EXERCISE PROMPT = Below are the records; pull every line that includes "white".
Content starts
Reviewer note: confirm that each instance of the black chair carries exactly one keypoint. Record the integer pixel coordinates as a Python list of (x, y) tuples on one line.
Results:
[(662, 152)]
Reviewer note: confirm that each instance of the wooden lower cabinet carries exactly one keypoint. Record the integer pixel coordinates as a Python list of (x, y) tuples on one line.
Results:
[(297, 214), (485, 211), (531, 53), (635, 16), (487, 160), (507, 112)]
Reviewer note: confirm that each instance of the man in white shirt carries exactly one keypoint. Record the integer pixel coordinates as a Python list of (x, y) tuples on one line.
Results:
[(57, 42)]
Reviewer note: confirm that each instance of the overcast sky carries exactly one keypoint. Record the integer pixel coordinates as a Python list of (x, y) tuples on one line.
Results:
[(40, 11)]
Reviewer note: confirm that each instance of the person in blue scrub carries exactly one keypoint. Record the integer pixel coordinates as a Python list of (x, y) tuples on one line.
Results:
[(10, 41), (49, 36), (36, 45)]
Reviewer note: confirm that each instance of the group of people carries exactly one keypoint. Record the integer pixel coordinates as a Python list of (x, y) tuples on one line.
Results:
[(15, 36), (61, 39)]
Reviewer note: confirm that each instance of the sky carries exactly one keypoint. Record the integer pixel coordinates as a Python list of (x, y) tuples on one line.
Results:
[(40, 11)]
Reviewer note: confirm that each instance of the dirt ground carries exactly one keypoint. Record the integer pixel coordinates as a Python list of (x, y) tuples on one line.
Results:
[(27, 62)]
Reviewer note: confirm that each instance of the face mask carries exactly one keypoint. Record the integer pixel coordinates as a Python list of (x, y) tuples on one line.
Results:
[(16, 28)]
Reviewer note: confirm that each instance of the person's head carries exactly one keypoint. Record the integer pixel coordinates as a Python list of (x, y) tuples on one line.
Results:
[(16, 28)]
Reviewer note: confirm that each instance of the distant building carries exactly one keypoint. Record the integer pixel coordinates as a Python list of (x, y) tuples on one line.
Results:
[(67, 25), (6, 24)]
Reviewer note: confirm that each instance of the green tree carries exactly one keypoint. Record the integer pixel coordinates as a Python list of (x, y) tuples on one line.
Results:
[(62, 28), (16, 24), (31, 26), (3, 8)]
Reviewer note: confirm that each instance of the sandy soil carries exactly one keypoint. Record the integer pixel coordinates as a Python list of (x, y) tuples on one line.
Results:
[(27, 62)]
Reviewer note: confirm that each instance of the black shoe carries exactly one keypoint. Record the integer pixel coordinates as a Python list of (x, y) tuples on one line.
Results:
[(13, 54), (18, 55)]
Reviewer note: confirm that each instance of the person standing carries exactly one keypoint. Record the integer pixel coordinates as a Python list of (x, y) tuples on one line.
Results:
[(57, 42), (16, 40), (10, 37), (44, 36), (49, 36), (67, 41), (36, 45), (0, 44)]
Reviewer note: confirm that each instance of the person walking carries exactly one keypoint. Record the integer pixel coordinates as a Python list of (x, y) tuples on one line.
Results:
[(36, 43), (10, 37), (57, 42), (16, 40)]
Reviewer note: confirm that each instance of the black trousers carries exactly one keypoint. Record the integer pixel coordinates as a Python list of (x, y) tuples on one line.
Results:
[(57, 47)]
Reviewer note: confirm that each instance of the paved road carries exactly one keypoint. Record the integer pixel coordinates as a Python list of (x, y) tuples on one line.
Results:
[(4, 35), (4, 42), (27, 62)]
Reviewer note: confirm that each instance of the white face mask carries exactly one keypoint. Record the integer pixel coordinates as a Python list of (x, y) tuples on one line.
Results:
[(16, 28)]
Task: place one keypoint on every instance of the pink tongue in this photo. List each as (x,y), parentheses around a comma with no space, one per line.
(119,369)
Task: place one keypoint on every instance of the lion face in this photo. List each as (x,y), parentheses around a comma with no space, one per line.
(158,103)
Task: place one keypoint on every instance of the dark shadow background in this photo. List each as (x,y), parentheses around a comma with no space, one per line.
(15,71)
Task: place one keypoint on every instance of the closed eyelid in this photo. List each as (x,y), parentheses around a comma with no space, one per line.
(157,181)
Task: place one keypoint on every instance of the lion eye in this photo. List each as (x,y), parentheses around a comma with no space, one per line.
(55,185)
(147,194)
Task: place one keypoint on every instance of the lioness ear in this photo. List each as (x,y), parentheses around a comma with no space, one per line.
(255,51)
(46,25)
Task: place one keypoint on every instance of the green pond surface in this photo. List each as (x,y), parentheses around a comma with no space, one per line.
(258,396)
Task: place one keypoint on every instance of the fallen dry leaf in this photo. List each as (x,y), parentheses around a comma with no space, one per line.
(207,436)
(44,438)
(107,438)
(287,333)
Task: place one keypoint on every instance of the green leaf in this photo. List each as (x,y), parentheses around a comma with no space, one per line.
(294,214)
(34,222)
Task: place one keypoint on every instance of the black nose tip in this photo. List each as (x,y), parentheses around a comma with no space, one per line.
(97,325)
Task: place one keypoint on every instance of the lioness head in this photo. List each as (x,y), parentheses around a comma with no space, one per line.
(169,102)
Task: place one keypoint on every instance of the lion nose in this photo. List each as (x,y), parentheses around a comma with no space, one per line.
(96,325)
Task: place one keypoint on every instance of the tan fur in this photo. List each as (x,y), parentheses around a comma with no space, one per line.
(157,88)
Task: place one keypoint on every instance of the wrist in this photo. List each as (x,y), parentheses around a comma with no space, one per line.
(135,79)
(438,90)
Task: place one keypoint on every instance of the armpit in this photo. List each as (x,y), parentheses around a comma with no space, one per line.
Content ends
YOUR RESPONSE =
Reviewer note: confirm that each instance of the man in white shirt carries exactly one keypoint. Record the integer pixel coordinates as a Python list of (x, y) tuples on one line.
Reviewer note: confirm that each instance of the white face mask carries exactly one keypoint. Record the integer pixel coordinates as a Python list of (x, y) tuples on one line.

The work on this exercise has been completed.